■ **AUFGABEN UND ÜBUNGEN**:
(1) Erkläre in ein bis drei Sätzen, warum der Beklagte laut dem Auszug zur Beschädigtenversorgung den Antrag abgelehnt hat.
(2) Gib aus dem Auszug zur Beschädigtenversorgung den Abschnitt wortgetreu wieder, beginnend bei „Mit Bescheid vom“ und endend bei „nicht überwiegend wahrscheinlich.“.
(3) Führe den Auszug zur Beschädigtenversorgung im Anschluss an seinen letzten Satz weiter.

■ **AUSGEWÄHLTER TEXTAUSZUG**:
● ● ● ●

Mit Bescheid vom 31.05.2012 lehnte der Beklagte den Antrag auf Beschädigtenversorgung ab. Für den Ablauf einer Autoimmunreaktion
werde ein zeitlicher Mindestabstand von fünf Tagen und ein Maximalabstand von 42 Tagen als zeitlich plausibel angegeben. Ein
ursächlicher Zusammenhang zwischen der angeschuldigten Impfung und dem mehr als 6 Wochen später aufgetretenen GBS sei daher
nicht überwiegend wahrscheinlich.
Der Kläger legte hiergegen Widerspruch ein. Weder vor der Impfung noch danach sei er an einer Virusinfektion erkrankt, so
dass nur die Grippeschutzimpfung die Aktivierung der Lymphozyten bewirkt haben könne. Außerdem sei zu berücksichtigen, dass
Schmerz- und Unwohlseinempfinden von Mensch zu Mensch verschieden seien. Zwar habe er erst am 16.01.2010 bewusst Symptome
wahrgenommen, die ihn dann zum Aufsuchen eines Arztes bewegt hätten, was jedoch nicht bedeute, dass nicht bereits vor diesem
Zeitpunkt Symptome vorhanden gewesen seien.

● ● ● ●

■ **AUSGEWÄHLTE DATEN**:

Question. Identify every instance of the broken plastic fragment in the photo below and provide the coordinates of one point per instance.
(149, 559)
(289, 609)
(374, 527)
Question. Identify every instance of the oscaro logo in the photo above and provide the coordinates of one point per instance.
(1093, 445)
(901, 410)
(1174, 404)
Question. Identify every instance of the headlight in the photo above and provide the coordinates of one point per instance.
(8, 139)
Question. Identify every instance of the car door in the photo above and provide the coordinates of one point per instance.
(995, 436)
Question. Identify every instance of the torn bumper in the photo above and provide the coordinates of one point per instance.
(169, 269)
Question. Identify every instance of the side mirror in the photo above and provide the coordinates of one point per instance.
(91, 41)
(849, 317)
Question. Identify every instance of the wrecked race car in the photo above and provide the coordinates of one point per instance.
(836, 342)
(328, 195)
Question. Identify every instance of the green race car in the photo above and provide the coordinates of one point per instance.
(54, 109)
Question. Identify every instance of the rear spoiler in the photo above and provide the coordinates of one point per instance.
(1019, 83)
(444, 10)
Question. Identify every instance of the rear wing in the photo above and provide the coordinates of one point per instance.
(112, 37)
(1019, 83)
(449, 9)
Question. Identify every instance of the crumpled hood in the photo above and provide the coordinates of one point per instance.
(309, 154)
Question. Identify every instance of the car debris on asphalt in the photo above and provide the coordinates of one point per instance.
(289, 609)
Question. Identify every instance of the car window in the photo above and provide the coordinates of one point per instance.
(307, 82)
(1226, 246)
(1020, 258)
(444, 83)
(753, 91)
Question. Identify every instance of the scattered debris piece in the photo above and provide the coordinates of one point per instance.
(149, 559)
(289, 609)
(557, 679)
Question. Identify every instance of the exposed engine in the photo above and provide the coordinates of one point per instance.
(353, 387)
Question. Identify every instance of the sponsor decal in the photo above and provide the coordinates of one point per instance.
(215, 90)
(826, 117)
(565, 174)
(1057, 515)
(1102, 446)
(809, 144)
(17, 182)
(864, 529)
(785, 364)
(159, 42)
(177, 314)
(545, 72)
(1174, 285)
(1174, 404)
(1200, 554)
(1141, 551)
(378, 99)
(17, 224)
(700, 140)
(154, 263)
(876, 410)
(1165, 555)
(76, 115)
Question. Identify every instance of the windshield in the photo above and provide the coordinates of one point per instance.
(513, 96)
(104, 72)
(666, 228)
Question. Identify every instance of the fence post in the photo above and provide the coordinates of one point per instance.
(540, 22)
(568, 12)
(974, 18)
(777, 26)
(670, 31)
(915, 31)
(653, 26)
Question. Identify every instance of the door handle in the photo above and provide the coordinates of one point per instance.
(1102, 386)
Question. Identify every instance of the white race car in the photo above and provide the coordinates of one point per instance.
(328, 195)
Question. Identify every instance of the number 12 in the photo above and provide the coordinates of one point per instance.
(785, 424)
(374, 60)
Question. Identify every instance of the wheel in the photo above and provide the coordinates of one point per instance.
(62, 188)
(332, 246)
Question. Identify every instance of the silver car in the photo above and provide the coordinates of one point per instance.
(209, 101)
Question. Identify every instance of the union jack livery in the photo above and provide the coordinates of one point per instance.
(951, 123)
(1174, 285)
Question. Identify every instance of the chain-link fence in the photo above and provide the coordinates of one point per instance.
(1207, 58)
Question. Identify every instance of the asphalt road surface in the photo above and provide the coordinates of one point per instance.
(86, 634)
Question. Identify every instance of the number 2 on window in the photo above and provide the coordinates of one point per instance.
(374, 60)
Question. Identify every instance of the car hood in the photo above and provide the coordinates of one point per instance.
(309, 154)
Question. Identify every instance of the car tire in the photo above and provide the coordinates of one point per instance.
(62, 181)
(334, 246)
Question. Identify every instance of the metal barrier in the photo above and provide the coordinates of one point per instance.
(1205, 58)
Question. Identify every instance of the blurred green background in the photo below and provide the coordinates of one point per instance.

● ● ● ●

■ **LÖSUNGEN DER REIHENFOLGE**:
(1) Für eine Autoimmunreaktion gilt ein Abstand von mindestens fünf und höchstens 42 Tagen als zeitlich plausibel. Das GBS trat aber mehr als 6 Wochen nach der Impfung auf. Deshalb hielt der Beklagte einen ursächlichen Zusammenhang zwischen der Impfung und dem GBS nicht für überwiegend wahrscheinlich.

(2)
Mit Bescheid vom 31.05.2012 lehnte der Beklagte den Antrag auf Beschädigtenversorgung ab. Für den Ablauf einer Autoimmunreaktion
werde ein zeitlicher Mindestabstand von fünf Tagen und ein Maximalabstand von 42 Tagen als zeitlich plausibel angegeben. Ein
ursächlicher Zusammenhang zwischen der angeschuldigten Impfung und dem mehr als 6 Wochen später aufgetretenen GBS sei daher
nicht überwiegend wahrscheinlich.

(3)
Mit Widerspruchsbescheid vom 29.08.2012 wies der Beklagte den Widerspruch des Klägers als unbegründet zurück. Bei einem Zeitabstand
von 43 Tagen und dem Auftreten erster Symptome werde auch durch das Paul-Ehrlich-Institut (PEI), von dem der Beklagte eine
Stellungnahme zur Wahrscheinlichkeit der Erkrankung an GBS nach einer Schweinegrippenimpfung bei Auftreten erster Symptom
am 43. postvakzinalen Tag angefragt hatte, der Zusammenhang als unwahrscheinlich bewertet.
Hiergegen hat der Kläger am 13.09.2012 beim Sozialgericht Chemnitz (SG) Klage erhoben. Bei dem GBS handele es sich um eine akute Entzündung des peripheren Nervensystems und der Nervenwurzeln mit
Folge einer aufsteigenden Lähmung. Da der Kläger weder vor noch nach der Impfung an einer Virusinfektion erkrankt sei, könne
nur die Grippeschutzimpfung die Aktivierung der Lymphozyten bewirkt haben und damit ursächlich für die Entstehung des GBS
sein. Entgegen den Ausführungen des Beklagten habe das Paul-Ehrlich-Institut bei einer Untersuchung ein höheres Risiko für
den Auftritt des GBS ab dem 5. bis 42. Tag festgestellt und ein geringeres Risiko ab dem 42. bis 150. Tag nach der Impfung.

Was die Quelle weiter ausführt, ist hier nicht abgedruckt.